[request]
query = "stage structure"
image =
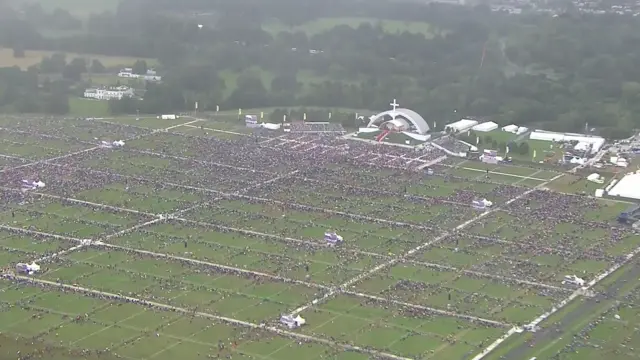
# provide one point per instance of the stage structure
(402, 120)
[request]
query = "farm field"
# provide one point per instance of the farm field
(75, 7)
(194, 237)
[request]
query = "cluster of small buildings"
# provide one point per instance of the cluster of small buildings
(150, 75)
(109, 93)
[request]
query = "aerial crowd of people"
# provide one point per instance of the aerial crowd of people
(245, 168)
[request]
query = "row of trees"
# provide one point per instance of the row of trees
(557, 73)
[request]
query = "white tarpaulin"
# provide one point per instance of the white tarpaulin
(292, 322)
(594, 142)
(27, 268)
(627, 187)
(485, 127)
(461, 125)
(271, 126)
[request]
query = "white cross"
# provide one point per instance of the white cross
(394, 104)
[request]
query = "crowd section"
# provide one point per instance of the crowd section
(341, 171)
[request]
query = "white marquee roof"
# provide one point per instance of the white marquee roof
(462, 125)
(420, 124)
(628, 187)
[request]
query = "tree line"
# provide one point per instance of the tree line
(558, 73)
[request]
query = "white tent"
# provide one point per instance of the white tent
(271, 126)
(595, 178)
(595, 142)
(461, 125)
(27, 268)
(292, 322)
(485, 127)
(627, 187)
(510, 128)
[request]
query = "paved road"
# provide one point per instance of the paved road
(588, 308)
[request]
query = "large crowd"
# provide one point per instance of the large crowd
(340, 171)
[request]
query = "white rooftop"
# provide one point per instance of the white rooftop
(461, 125)
(485, 127)
(584, 141)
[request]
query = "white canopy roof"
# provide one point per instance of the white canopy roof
(628, 187)
(461, 125)
(596, 142)
(485, 127)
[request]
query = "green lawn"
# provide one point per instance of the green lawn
(200, 260)
(88, 107)
(320, 25)
(75, 7)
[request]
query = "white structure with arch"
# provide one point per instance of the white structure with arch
(401, 120)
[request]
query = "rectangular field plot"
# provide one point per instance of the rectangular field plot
(248, 252)
(36, 147)
(153, 199)
(81, 130)
(142, 123)
(67, 219)
(394, 208)
(472, 295)
(309, 226)
(166, 169)
(397, 329)
(215, 150)
(250, 298)
(78, 322)
(195, 130)
(16, 248)
(502, 174)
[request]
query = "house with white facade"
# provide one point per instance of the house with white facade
(109, 93)
(151, 75)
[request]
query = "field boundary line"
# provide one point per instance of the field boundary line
(227, 320)
(237, 270)
(579, 292)
(205, 162)
(409, 253)
(429, 309)
(83, 202)
(45, 161)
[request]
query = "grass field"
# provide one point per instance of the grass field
(75, 7)
(33, 57)
(197, 247)
(320, 25)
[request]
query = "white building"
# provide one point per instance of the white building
(515, 129)
(485, 127)
(151, 75)
(460, 126)
(109, 93)
(627, 187)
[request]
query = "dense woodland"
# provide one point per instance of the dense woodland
(553, 72)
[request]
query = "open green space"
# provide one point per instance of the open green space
(259, 253)
(324, 24)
---
Starting at the line that contains "# provide one point per instance of the white structure", copy every line down to the last line of the records above, exactly as written.

# provide one point per instance of the white structure with arch
(401, 120)
[request]
query = "rectangular field plot"
# provide one point per instance of the rectangular field plot
(248, 252)
(36, 147)
(153, 199)
(81, 130)
(142, 123)
(67, 219)
(394, 208)
(472, 295)
(309, 226)
(166, 169)
(397, 329)
(215, 150)
(250, 298)
(78, 322)
(195, 130)
(16, 248)
(502, 174)
[request]
query = "house with white facade"
# provide one point per instance of the house with white facade
(109, 93)
(151, 75)
[request]
query = "field boundary line"
# provide one point per instance of the field boundary line
(227, 320)
(237, 270)
(579, 292)
(205, 162)
(409, 253)
(429, 309)
(83, 202)
(45, 161)
[request]
query = "grass field"
# provide one point per instance of the grass field
(75, 7)
(33, 57)
(197, 247)
(320, 25)
[request]
query = "white building"
# provide one point per instance of the white building
(515, 129)
(485, 127)
(151, 75)
(460, 126)
(109, 93)
(627, 187)
[request]
query = "dense woodland"
# provide one point per instance of the dense woodland
(553, 72)
[request]
query = "open green space"
# provide one point per instance of the open green space
(259, 253)
(324, 24)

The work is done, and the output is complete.